Written task: Everything from the line containing "of the tire." through the last line of the records must be returned verbatim, and nothing outside that range.

— start of Exercise data —

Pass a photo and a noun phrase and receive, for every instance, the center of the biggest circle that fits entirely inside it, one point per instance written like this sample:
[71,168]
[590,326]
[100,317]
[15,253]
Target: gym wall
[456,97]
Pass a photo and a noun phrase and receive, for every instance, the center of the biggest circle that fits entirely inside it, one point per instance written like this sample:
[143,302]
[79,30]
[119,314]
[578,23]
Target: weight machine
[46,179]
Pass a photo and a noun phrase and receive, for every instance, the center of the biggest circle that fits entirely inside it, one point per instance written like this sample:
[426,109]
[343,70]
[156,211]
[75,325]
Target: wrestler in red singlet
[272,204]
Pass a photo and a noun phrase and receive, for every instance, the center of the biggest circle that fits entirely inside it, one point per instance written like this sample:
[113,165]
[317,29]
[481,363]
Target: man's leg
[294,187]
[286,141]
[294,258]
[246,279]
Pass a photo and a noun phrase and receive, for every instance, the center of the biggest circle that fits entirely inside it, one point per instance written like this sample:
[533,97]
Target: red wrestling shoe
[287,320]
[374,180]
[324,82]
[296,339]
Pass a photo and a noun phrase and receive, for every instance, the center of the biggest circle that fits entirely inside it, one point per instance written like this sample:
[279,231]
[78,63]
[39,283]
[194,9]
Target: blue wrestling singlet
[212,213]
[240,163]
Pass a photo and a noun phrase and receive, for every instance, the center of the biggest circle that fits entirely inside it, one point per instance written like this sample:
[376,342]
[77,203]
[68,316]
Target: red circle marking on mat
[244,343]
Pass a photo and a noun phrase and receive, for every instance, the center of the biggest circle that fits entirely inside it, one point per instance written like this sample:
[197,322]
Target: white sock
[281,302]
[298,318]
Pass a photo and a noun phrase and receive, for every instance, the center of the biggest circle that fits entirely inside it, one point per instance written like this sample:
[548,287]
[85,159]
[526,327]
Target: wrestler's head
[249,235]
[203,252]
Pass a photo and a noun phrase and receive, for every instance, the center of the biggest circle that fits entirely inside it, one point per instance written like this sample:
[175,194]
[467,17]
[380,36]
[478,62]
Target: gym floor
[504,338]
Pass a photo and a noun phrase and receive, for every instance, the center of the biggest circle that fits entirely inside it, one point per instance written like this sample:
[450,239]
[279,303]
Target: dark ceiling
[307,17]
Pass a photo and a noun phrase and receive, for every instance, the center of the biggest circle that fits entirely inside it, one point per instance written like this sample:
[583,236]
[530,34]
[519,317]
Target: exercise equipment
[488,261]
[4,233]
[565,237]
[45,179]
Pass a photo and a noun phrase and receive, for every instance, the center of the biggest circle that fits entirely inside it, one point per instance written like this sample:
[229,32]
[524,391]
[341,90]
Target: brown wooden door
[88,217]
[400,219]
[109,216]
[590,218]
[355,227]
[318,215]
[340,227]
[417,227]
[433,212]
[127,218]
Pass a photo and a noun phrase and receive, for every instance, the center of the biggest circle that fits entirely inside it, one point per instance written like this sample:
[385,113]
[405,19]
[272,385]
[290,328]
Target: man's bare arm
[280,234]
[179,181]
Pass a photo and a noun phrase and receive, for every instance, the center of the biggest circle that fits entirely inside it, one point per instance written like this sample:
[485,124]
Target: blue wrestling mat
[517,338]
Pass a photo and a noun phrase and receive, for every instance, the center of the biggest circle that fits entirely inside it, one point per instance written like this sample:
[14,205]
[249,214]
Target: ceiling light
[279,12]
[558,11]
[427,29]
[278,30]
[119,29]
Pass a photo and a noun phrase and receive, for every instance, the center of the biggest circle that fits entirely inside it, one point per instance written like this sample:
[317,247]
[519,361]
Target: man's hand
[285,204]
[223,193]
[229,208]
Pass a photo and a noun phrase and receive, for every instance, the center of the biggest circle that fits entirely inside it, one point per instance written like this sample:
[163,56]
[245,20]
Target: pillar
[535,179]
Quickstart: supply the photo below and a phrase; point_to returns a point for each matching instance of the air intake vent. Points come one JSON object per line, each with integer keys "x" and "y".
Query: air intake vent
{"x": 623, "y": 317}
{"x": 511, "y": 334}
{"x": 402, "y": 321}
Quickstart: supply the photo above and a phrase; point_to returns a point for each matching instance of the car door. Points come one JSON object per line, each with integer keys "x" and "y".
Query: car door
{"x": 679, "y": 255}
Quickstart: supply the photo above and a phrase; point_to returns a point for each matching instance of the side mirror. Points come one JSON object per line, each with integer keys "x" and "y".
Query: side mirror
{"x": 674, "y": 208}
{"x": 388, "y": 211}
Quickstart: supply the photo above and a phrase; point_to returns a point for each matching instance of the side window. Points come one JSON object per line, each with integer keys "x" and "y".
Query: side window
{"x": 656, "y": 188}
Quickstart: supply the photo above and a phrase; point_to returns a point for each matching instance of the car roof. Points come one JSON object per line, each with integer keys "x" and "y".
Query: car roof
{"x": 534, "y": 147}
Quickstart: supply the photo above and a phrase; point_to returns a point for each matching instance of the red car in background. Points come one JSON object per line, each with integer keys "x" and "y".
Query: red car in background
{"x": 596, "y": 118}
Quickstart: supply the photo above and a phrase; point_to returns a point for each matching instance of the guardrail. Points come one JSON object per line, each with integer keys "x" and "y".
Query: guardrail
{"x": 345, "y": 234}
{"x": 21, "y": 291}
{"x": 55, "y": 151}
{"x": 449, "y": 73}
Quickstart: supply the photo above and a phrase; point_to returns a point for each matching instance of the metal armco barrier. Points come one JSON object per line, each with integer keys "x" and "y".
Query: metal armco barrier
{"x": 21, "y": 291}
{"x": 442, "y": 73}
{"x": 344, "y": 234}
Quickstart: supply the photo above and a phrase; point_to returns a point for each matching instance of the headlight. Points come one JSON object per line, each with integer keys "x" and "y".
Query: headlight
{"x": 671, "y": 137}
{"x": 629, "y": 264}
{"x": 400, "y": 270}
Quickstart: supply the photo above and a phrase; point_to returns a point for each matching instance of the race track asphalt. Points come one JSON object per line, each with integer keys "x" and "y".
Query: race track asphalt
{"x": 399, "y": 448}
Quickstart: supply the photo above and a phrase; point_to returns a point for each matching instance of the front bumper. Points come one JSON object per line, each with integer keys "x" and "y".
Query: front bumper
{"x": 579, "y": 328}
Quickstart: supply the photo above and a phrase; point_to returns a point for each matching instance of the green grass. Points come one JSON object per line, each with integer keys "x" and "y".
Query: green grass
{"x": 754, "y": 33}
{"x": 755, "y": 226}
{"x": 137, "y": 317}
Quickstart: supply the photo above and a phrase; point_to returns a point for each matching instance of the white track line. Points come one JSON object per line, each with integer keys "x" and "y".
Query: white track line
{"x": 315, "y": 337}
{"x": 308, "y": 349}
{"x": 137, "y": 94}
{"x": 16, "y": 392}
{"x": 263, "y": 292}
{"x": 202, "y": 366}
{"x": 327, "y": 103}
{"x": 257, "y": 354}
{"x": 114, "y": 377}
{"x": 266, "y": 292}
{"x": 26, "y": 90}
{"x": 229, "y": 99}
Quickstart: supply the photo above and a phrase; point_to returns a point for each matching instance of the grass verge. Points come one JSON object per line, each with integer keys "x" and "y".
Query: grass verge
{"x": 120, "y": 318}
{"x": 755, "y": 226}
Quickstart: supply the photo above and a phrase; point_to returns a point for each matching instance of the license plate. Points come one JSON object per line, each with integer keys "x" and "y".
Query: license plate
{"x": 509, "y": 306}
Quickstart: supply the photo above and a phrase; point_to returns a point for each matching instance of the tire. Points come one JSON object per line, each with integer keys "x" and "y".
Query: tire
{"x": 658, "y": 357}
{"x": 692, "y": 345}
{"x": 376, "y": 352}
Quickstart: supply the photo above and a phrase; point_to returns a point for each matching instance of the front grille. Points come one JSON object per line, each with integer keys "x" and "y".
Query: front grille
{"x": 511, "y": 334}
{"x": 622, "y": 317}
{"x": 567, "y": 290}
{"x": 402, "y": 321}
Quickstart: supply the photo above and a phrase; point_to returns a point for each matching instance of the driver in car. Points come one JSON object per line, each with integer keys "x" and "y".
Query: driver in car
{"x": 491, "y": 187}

— end of Exercise data —

Task result:
Quickstart: supply the photo above and a phrase; point_to returns a point for each matching instance of the tire. Points come one JSON object per line, each with integer keys "x" and "y".
Query: tire
{"x": 658, "y": 357}
{"x": 692, "y": 345}
{"x": 376, "y": 352}
Quickstart: supply the photo above and a phrase; point_to returns a point for each matching instance of the front grille. Points come one JSON object per line, each with integer keys "x" and "y".
Query: front grille
{"x": 511, "y": 334}
{"x": 622, "y": 317}
{"x": 567, "y": 290}
{"x": 402, "y": 321}
Quickstart: supply the photo above and a phrase; point_to returns a point for each matching instance of the driver in car. Points come one JSON object per line, each with integer keys "x" and "y".
Query: driver in car
{"x": 491, "y": 187}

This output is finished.